BEGIN Selected text

Observations on Notice 2023-80: The Treasury Department and IRS’ Preliminary Guidance on the Interaction of Foreign Tax Credit and Dual Consolidated Loss Rules With Pillar Two Taxes and the Extension of Notice 2023-55 Relief Period

Skadden, Arps, Slate, Meagher & Flom LLP

Alec J. Jarvis Eric B. Sensenbrenner Moshe Spinowitz Benjamin N. Lucas Chen (Tracy) Grais Joshua G. Rabon Jeff A. Romero

On December 11, 2023, the Department of the Treasury (the Treasury Department) and the Internal Revenue Service (IRS) released much-anticipated guidance in Notice 2023-80 (Notice) announcing their intention to issue proposed regulations to address the application of the foreign tax credit (FTC) and dual consolidated loss (DCL) rules to certain top-up taxes described in the Organization for Economic Cooperation and Development’s (OECD’s) “Tax Challenges Arising from the Digitalisation of the Economy – Global Anti-Base Erosion Model Rules (Pillar Two)” (GloBE Model Rules). The Notice also extended the temporary relief from the 2022 FTC final regulations that was offered in Notice 2023-55.

While much of the guidance described in the Notice is consistent with expectations, a few provisions discussed below are noteworthy.1

Treatment of IIRs Under FTC Rules

Rules Relating to a ‘Final Top-Up Tax’

Section 2 of the Notice provides, in part, that a “final top-up tax” consistent with the Income Inclusion Rule (IIR) under the GloBE Model Rules is not creditable under Section 901 if a taxpayer’s U.S. federal income tax liability is taken into account in computing the top-up tax under the relevant foreign tax law — e.g., pursuant to a Controlled Foreign Corporation (CFC) Tax Regime under the GloBE Model Rules.2

Even if not creditable under Section 901, a U.S. shareholder is nevertheless required under Section 78 to include the amount of a final top-up tax in gross income to the extent the final top-up tax is deemed paid under Sections 960(a), (b) and (d) (without regard to the 80% “haircut” in section 960(d)) — i.e., if a taxpayer elects to claim FTCs for foreign income taxes in a taxable year. In such a case, a final top-up tax would also not be deductible under Section 275(a)(4).

END Selected text
BEGIN Supplied material

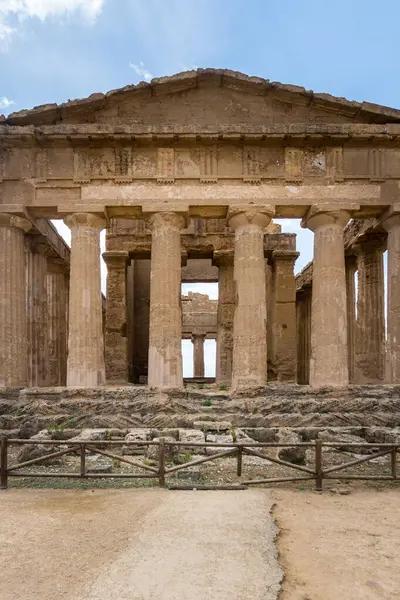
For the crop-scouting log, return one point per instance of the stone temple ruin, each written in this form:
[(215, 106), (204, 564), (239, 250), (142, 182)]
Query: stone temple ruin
[(186, 174)]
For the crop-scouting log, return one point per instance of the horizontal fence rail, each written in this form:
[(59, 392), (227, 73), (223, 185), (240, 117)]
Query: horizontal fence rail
[(84, 448)]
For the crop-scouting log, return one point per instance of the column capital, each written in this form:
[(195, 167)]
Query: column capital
[(222, 257), (195, 336), (57, 266), (43, 249), (318, 216), (370, 243), (79, 219), (285, 255), (242, 215), (116, 259), (167, 219), (351, 261), (9, 220), (391, 218)]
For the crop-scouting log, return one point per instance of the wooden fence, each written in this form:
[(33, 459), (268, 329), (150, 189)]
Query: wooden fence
[(317, 473)]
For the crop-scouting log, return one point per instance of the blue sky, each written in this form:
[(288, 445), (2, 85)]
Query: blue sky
[(53, 50)]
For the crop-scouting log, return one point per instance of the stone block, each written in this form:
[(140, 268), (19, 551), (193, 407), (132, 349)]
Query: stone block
[(219, 439), (294, 454), (171, 451), (30, 452), (136, 435)]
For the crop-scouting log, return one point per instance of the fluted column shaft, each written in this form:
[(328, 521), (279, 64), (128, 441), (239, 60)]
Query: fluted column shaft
[(284, 330), (165, 353), (13, 347), (329, 362), (370, 328), (116, 340), (85, 340), (351, 268), (392, 370), (250, 320), (37, 316), (198, 354), (57, 322), (226, 309)]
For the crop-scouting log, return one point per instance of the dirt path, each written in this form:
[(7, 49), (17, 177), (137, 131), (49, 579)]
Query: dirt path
[(335, 547), (137, 545)]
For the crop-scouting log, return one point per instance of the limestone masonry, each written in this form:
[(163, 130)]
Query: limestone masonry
[(186, 174)]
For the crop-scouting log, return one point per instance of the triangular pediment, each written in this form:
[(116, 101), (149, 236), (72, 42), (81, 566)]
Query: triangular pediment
[(207, 97)]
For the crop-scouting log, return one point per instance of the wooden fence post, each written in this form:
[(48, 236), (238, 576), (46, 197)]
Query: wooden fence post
[(318, 465), (3, 464), (240, 460), (161, 459)]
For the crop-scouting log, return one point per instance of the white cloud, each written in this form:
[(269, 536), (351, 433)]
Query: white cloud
[(11, 10), (5, 102), (6, 33), (141, 70)]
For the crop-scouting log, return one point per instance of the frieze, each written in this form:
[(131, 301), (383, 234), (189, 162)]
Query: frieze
[(208, 164)]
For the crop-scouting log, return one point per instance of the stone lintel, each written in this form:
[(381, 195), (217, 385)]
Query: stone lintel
[(222, 257), (12, 220), (116, 259), (387, 217), (288, 255), (93, 209), (288, 200), (371, 242), (327, 214)]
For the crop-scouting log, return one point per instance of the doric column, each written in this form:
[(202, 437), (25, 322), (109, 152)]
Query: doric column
[(328, 363), (57, 328), (370, 329), (165, 353), (392, 226), (85, 339), (284, 331), (249, 327), (116, 341), (226, 309), (13, 347), (37, 315), (351, 268), (198, 354), (303, 316), (141, 325)]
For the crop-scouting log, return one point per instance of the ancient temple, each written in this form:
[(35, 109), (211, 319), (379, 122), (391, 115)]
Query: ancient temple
[(187, 173)]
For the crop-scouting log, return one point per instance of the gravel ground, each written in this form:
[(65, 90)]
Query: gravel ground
[(335, 547), (137, 545)]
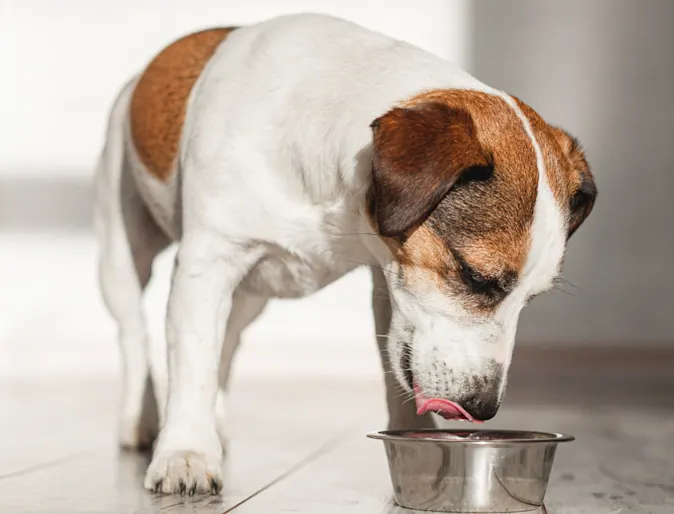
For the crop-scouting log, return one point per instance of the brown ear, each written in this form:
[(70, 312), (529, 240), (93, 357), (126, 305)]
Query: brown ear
[(584, 193), (418, 155)]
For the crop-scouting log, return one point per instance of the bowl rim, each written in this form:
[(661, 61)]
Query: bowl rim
[(397, 435)]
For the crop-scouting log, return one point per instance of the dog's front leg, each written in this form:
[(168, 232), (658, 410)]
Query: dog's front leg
[(402, 411), (187, 459)]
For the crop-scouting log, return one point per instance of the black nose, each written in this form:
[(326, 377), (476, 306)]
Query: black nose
[(482, 405)]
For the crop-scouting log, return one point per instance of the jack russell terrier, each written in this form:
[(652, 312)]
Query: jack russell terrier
[(281, 156)]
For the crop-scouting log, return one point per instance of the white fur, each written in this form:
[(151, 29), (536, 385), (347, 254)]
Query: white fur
[(274, 164)]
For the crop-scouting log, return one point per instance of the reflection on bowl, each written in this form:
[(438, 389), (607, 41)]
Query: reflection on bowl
[(470, 470)]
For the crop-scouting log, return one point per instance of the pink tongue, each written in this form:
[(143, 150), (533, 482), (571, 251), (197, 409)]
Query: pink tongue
[(447, 409)]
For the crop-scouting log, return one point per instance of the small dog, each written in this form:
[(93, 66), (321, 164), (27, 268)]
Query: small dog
[(282, 155)]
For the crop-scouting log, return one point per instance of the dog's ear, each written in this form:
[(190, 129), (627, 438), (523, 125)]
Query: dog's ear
[(585, 191), (419, 153)]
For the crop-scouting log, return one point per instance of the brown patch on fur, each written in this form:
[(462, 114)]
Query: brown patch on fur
[(476, 239), (567, 170), (419, 154), (159, 102)]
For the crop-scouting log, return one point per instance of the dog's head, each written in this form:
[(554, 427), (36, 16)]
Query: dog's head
[(475, 197)]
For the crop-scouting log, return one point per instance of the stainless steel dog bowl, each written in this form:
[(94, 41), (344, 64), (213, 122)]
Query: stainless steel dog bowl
[(470, 470)]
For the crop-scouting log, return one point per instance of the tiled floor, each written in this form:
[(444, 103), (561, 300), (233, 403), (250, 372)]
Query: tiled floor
[(302, 449), (301, 406)]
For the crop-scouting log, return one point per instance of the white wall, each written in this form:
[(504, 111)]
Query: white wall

END Supplied material

Task requirements
Name every person listed in the text on Notice 2023-80.

Correct response
Alec J. Jarvis, Eric B. Sensenbrenner, Moshe Spinowitz, Benjamin N. Lucas, Chen (Tracy) Grais, Joshua G. Rabon, Jeff A. Romero